What to do: Could you transcribe every entry below exactly, leaving out the pictures?

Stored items
········

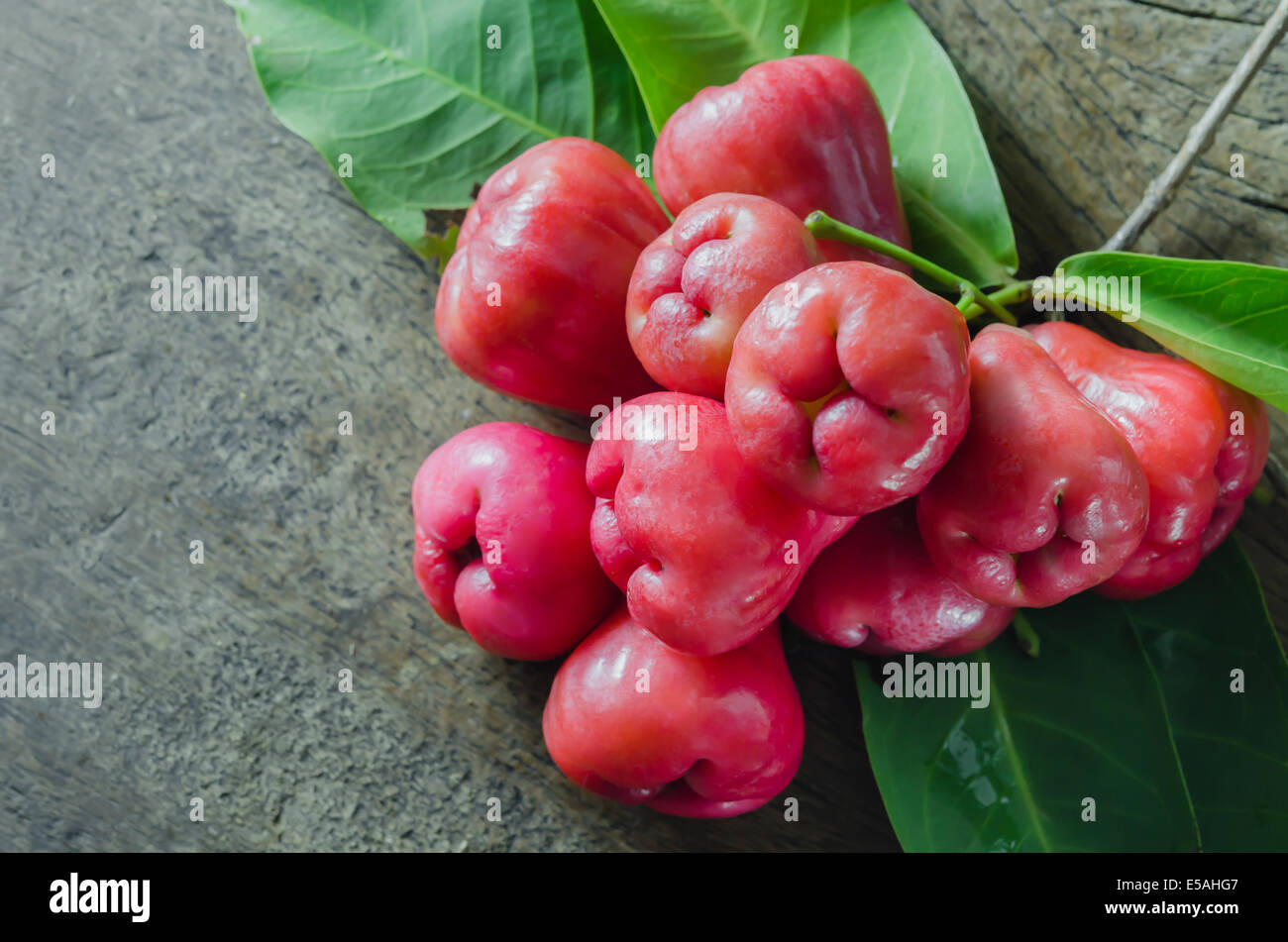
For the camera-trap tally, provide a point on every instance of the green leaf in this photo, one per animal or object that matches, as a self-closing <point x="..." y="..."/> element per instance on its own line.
<point x="1228" y="317"/>
<point x="423" y="106"/>
<point x="679" y="47"/>
<point x="1129" y="704"/>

········

Response for this exercise:
For the camera-trap tally, provide a point on every instance of the green leaf in this photo, one per animal or object that matches, as a self-closing <point x="..." y="..."/> element per instance on its own line.
<point x="1228" y="317"/>
<point x="423" y="106"/>
<point x="679" y="47"/>
<point x="1129" y="704"/>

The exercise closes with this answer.